- _Task prompt_
Begin with the first line of the entries below and reproduce each line exactly, ending with the line that holds "positive clicks: (176, 32) (175, 32)".

- _Extracted data_
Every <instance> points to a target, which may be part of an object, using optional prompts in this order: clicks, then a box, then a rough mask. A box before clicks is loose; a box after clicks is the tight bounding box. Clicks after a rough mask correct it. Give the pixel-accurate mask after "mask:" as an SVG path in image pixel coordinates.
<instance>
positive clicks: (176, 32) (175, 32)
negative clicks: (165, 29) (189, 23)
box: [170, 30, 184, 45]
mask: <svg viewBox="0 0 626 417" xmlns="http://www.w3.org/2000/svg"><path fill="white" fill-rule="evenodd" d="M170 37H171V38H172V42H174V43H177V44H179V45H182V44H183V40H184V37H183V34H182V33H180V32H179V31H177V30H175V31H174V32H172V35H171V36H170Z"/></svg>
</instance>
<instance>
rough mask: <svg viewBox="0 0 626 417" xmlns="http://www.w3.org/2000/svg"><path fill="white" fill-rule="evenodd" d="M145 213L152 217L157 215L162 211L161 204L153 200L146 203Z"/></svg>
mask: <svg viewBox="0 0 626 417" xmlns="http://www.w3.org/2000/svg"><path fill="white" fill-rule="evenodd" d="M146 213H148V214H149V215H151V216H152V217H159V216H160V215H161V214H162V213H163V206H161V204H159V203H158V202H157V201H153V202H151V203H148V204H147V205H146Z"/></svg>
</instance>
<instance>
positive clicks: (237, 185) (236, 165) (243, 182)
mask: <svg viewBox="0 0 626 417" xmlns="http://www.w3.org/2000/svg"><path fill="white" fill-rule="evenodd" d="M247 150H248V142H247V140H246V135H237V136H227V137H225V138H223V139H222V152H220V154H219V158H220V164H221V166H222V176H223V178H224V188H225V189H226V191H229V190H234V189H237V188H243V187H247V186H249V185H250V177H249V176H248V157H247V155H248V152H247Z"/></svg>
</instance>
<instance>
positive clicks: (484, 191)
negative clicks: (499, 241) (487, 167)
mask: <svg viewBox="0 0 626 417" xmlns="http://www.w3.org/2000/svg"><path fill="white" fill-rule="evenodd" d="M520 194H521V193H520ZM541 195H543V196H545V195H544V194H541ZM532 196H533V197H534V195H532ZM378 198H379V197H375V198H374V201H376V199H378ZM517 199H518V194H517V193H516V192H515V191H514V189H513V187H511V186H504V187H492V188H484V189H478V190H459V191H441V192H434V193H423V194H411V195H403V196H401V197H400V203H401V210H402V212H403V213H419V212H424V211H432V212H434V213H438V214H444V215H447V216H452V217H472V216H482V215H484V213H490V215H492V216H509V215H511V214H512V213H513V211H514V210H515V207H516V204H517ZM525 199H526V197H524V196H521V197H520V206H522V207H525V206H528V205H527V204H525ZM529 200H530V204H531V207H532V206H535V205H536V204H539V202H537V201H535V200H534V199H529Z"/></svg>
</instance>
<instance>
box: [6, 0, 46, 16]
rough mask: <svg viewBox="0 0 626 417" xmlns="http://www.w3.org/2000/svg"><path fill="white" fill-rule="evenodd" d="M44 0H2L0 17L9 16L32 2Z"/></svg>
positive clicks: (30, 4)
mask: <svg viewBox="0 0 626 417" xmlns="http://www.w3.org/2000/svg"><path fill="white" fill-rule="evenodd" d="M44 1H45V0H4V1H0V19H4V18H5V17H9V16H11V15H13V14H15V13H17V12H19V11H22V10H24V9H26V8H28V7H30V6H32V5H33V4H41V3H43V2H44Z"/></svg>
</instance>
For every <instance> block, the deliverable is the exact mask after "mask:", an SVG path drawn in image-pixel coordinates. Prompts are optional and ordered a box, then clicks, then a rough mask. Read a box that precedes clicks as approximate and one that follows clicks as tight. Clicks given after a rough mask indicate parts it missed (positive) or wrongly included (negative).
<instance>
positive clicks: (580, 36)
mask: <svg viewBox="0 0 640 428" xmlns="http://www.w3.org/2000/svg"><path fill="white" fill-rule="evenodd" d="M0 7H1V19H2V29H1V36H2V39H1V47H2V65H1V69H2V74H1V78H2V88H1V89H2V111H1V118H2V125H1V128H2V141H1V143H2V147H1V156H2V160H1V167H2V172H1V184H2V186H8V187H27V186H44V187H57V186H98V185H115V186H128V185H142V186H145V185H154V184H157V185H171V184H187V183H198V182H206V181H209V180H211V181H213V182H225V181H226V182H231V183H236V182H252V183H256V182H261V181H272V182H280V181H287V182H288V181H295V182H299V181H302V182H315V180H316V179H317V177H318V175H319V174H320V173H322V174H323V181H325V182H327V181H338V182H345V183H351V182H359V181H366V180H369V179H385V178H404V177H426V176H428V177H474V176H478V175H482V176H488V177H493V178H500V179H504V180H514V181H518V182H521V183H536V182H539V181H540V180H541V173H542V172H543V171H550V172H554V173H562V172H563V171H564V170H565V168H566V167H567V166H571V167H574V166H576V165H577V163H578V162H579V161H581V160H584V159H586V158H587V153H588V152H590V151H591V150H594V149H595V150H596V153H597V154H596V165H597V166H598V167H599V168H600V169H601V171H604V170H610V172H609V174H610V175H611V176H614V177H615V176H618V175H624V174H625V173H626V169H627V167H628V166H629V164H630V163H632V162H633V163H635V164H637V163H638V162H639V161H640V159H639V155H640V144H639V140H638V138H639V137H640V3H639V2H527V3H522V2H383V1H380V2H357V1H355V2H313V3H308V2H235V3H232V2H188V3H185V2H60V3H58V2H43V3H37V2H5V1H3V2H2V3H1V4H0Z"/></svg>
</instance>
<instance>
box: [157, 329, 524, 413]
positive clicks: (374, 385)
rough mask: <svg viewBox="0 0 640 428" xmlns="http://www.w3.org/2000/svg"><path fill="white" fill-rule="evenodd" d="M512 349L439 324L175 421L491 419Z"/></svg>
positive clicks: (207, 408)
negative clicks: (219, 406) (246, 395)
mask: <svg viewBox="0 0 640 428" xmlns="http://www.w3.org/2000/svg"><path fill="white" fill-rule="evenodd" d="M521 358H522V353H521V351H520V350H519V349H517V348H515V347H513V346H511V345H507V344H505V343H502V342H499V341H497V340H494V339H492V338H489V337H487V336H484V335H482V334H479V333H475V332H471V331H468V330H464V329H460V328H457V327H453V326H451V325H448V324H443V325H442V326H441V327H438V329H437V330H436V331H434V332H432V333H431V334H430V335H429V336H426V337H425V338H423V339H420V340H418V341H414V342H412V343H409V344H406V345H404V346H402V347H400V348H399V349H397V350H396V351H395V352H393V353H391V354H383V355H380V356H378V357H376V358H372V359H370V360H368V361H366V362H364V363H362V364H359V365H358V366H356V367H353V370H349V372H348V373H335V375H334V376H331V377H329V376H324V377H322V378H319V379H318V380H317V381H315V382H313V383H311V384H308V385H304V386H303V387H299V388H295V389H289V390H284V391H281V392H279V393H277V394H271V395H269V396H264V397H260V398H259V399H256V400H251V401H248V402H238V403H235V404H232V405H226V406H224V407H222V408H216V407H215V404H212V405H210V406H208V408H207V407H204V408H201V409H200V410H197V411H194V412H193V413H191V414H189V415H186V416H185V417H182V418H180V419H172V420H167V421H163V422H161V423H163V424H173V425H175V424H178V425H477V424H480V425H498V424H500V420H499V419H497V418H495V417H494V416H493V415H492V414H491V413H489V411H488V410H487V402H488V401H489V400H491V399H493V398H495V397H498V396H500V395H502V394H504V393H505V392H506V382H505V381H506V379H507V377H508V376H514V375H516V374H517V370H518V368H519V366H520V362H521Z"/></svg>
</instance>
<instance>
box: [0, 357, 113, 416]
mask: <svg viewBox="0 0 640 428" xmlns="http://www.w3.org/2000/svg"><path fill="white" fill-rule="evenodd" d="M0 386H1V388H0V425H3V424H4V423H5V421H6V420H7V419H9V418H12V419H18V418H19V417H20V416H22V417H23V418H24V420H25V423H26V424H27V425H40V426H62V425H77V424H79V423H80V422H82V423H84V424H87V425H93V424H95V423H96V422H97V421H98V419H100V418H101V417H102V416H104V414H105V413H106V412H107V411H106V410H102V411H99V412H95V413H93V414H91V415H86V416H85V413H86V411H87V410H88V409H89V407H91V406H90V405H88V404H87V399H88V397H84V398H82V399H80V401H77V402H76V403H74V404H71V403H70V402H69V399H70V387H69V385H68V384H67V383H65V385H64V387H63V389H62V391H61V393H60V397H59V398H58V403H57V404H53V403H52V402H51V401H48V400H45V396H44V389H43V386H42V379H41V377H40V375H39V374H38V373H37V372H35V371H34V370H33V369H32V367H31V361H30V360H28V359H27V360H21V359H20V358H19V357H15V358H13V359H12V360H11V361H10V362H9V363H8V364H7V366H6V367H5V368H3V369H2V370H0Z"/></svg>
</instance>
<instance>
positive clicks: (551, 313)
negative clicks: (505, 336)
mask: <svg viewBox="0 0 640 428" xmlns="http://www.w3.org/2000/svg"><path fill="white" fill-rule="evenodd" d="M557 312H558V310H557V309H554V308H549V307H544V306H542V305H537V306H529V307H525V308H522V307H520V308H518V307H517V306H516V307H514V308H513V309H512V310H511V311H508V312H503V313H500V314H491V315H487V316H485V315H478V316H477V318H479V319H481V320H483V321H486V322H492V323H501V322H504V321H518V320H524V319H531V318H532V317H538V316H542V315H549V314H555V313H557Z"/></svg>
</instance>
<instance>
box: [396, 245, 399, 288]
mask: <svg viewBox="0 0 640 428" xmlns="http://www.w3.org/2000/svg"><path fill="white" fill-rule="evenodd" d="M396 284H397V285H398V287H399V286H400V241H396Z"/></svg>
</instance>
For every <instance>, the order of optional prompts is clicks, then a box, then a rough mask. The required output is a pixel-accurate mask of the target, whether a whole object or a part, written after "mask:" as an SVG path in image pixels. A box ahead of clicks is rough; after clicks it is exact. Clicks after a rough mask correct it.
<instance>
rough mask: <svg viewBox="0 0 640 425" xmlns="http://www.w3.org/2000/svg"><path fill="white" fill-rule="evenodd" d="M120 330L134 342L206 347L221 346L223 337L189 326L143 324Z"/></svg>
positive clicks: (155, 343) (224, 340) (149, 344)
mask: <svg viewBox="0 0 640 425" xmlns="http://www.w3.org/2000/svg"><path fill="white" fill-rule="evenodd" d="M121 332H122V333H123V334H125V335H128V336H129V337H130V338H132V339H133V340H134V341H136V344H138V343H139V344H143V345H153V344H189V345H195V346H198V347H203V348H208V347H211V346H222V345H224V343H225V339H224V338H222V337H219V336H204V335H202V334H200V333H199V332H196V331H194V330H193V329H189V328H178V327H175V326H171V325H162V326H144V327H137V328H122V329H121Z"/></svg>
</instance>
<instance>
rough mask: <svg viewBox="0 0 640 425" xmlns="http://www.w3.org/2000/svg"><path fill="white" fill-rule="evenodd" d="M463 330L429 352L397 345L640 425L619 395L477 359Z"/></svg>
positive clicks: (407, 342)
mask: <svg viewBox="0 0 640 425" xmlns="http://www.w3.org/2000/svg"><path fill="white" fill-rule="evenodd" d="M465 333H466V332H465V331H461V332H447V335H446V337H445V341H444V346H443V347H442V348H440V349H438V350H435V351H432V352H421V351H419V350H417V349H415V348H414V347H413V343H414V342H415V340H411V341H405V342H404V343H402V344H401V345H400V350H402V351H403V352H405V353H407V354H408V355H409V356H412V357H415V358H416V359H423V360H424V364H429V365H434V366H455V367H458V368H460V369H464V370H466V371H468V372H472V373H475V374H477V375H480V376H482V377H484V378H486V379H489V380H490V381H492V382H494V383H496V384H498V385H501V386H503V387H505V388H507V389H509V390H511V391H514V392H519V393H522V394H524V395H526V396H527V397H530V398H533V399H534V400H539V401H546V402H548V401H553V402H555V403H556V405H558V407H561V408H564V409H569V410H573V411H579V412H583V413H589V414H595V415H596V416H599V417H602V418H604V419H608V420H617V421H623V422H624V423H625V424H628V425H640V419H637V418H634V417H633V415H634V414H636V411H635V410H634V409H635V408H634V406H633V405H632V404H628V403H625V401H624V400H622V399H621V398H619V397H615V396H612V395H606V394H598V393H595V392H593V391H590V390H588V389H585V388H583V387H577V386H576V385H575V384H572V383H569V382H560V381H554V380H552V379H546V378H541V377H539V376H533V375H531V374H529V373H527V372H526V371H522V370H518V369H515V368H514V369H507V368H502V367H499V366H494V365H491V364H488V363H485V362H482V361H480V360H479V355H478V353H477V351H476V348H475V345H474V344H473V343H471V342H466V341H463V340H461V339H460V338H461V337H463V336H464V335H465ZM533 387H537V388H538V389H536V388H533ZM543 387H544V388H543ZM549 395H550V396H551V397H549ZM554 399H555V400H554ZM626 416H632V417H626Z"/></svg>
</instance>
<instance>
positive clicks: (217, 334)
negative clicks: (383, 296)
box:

- _Task output_
Every <instance> points to a target, which may be part of an object, using optional prompts in this order: clicks, then a box, then a rough mask. A box before clicks is loose; a box after clicks is the tight bounding box. Clicks after a rough mask correct it. Give the pixel-accurate mask after "mask:" as an SVG path in image pixel coordinates.
<instance>
positive clicks: (176, 32) (175, 32)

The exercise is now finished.